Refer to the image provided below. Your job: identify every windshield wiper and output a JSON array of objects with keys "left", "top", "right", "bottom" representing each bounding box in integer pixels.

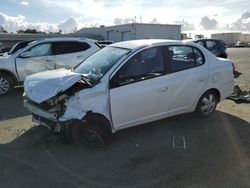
[{"left": 81, "top": 75, "right": 93, "bottom": 87}]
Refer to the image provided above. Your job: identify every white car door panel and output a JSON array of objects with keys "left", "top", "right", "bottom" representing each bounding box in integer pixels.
[
  {"left": 168, "top": 46, "right": 209, "bottom": 115},
  {"left": 110, "top": 47, "right": 168, "bottom": 129},
  {"left": 110, "top": 75, "right": 169, "bottom": 129},
  {"left": 168, "top": 65, "right": 209, "bottom": 114}
]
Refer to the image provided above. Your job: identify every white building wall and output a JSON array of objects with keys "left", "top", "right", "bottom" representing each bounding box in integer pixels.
[
  {"left": 77, "top": 23, "right": 181, "bottom": 42},
  {"left": 211, "top": 33, "right": 242, "bottom": 43},
  {"left": 135, "top": 24, "right": 181, "bottom": 40}
]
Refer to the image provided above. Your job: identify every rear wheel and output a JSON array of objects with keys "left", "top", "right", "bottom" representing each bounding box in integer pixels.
[
  {"left": 195, "top": 91, "right": 218, "bottom": 117},
  {"left": 0, "top": 73, "right": 13, "bottom": 96}
]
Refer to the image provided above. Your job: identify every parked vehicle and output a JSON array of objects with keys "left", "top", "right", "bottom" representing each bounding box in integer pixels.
[
  {"left": 0, "top": 38, "right": 100, "bottom": 96},
  {"left": 24, "top": 39, "right": 234, "bottom": 146},
  {"left": 188, "top": 39, "right": 228, "bottom": 58}
]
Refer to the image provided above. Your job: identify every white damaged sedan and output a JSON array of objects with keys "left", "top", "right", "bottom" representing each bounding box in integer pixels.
[{"left": 24, "top": 39, "right": 234, "bottom": 146}]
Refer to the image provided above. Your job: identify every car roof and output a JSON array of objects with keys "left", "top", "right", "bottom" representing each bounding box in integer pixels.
[
  {"left": 185, "top": 38, "right": 223, "bottom": 42},
  {"left": 37, "top": 37, "right": 95, "bottom": 42},
  {"left": 109, "top": 39, "right": 189, "bottom": 50}
]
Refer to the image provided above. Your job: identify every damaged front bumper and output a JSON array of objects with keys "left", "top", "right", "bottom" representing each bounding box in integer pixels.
[
  {"left": 24, "top": 100, "right": 58, "bottom": 123},
  {"left": 24, "top": 100, "right": 84, "bottom": 132}
]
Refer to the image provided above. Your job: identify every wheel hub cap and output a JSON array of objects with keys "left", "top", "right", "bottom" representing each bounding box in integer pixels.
[
  {"left": 201, "top": 94, "right": 216, "bottom": 114},
  {"left": 0, "top": 77, "right": 10, "bottom": 94}
]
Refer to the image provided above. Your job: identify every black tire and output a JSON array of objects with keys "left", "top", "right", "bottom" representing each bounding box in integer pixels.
[
  {"left": 195, "top": 91, "right": 219, "bottom": 117},
  {"left": 71, "top": 120, "right": 110, "bottom": 148},
  {"left": 0, "top": 73, "right": 14, "bottom": 97}
]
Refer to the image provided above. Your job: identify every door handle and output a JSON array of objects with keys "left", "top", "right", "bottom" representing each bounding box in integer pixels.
[
  {"left": 46, "top": 59, "right": 53, "bottom": 63},
  {"left": 157, "top": 86, "right": 168, "bottom": 92},
  {"left": 198, "top": 76, "right": 206, "bottom": 82}
]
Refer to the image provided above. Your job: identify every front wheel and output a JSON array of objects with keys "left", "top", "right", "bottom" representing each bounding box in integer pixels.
[
  {"left": 195, "top": 91, "right": 218, "bottom": 117},
  {"left": 0, "top": 73, "right": 13, "bottom": 96},
  {"left": 72, "top": 119, "right": 110, "bottom": 148}
]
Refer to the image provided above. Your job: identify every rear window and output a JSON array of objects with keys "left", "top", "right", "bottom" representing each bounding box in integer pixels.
[{"left": 53, "top": 42, "right": 90, "bottom": 55}]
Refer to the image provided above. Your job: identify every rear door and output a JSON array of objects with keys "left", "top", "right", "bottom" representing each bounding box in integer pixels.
[
  {"left": 16, "top": 43, "right": 55, "bottom": 81},
  {"left": 53, "top": 41, "right": 97, "bottom": 69},
  {"left": 165, "top": 45, "right": 209, "bottom": 115}
]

▸ Aim of the task:
Rewrite every item above, substituting "enclosing rectangle" for each occurrence of "bounding box" and leaving everything else untouched. Omit the pictures from your rewritten version.

▸ Written answer:
Refer to the image provided below. Your job: identify every windshield wiper and output a JSON array of objects with keys "left", "top", "right", "bottom" representing each enclosing rectangle in integer pixels.

[{"left": 81, "top": 75, "right": 93, "bottom": 87}]
Refer to the image provided above. Your job: identify every white car door panel and output a JSON array of objects with keys "left", "top", "right", "bottom" representing each enclosing rectangle in integer pixels.
[
  {"left": 168, "top": 46, "right": 209, "bottom": 115},
  {"left": 110, "top": 47, "right": 168, "bottom": 129},
  {"left": 110, "top": 75, "right": 169, "bottom": 129},
  {"left": 168, "top": 65, "right": 209, "bottom": 114}
]
Refer to the image provided above. Your job: identify every white building wall and output a JSON array of objects with keys "left", "top", "right", "bottom" representing each enclosing rectangle in integer pixels.
[
  {"left": 77, "top": 23, "right": 181, "bottom": 42},
  {"left": 211, "top": 33, "right": 242, "bottom": 43},
  {"left": 135, "top": 24, "right": 181, "bottom": 40}
]
Refer to the image provided above. Your job: identify every rear wheel and output a JSON array of objects with keys "left", "top", "right", "bottom" representing each enclosing rectangle in integer pixels.
[
  {"left": 195, "top": 91, "right": 218, "bottom": 117},
  {"left": 0, "top": 73, "right": 13, "bottom": 96}
]
Refer to the image provided above. Your job: identify every parked vehicle and output a JSON array of objects with keys "left", "top", "right", "bottom" representing each enclosing rectangle in integer pixels.
[
  {"left": 0, "top": 38, "right": 100, "bottom": 96},
  {"left": 24, "top": 39, "right": 234, "bottom": 146},
  {"left": 188, "top": 39, "right": 228, "bottom": 58}
]
Refer to the image provided above. Your job: identify every white damaged sedan and output a JSON array of objects with keys "left", "top", "right", "bottom" representing each enclosing rectangle in integer pixels.
[{"left": 24, "top": 39, "right": 234, "bottom": 146}]
Refer to the image provided above. Your job: identify every car roof and output a JSON array of objects with keys "left", "top", "right", "bottom" representing each enclosing rectangle in integer pixels.
[
  {"left": 185, "top": 38, "right": 223, "bottom": 42},
  {"left": 37, "top": 37, "right": 95, "bottom": 42},
  {"left": 109, "top": 39, "right": 189, "bottom": 50}
]
Refer to the image provided above. Your job: identify every damaged front bumper and output a JSON array of objects with keys "left", "top", "right", "bottom" representing each enclosing rectangle in integer pixels.
[
  {"left": 24, "top": 100, "right": 58, "bottom": 123},
  {"left": 24, "top": 100, "right": 84, "bottom": 132}
]
Refer to the image provided above. Your job: identify every wheel hub cap and output a JSON array of objects with keys "left", "top", "right", "bottom" representing each enclosing rectangle in integer pixels.
[
  {"left": 201, "top": 94, "right": 216, "bottom": 114},
  {"left": 0, "top": 77, "right": 10, "bottom": 94}
]
Refer to the image provided above. Your job: identify every black tire and output a JSON array of objects with keys "left", "top", "right", "bottom" representing each enclosing rectangle in integer pixels.
[
  {"left": 195, "top": 91, "right": 219, "bottom": 117},
  {"left": 71, "top": 120, "right": 110, "bottom": 148},
  {"left": 0, "top": 73, "right": 14, "bottom": 97}
]
Refer to the image provided above. Your job: identify every door handle and output a JSON array of objects with keys "left", "top", "right", "bottom" representing each enclosing rectangle in integer pixels.
[
  {"left": 46, "top": 59, "right": 53, "bottom": 63},
  {"left": 157, "top": 86, "right": 168, "bottom": 92},
  {"left": 198, "top": 76, "right": 206, "bottom": 82}
]
Refer to the image provided above. Your job: identify every front wheel and output a JSON array of objects with keys "left", "top", "right", "bottom" representing each enclosing rectangle in integer pixels.
[
  {"left": 195, "top": 91, "right": 218, "bottom": 117},
  {"left": 0, "top": 73, "right": 13, "bottom": 96},
  {"left": 72, "top": 119, "right": 110, "bottom": 148}
]
Refer to the image provided above. Your job: identify every rear window and output a JSON array of objects with keys "left", "top", "right", "bottom" representing each enclosing rectangle in integer pixels.
[{"left": 53, "top": 42, "right": 90, "bottom": 55}]
Refer to the image provided above. Your job: identify every rear door and output a JSON array of objects with keys "left", "top", "right", "bottom" representing each enclosing rectangle in integer pixels.
[
  {"left": 16, "top": 43, "right": 55, "bottom": 81},
  {"left": 53, "top": 41, "right": 97, "bottom": 69},
  {"left": 165, "top": 45, "right": 209, "bottom": 115}
]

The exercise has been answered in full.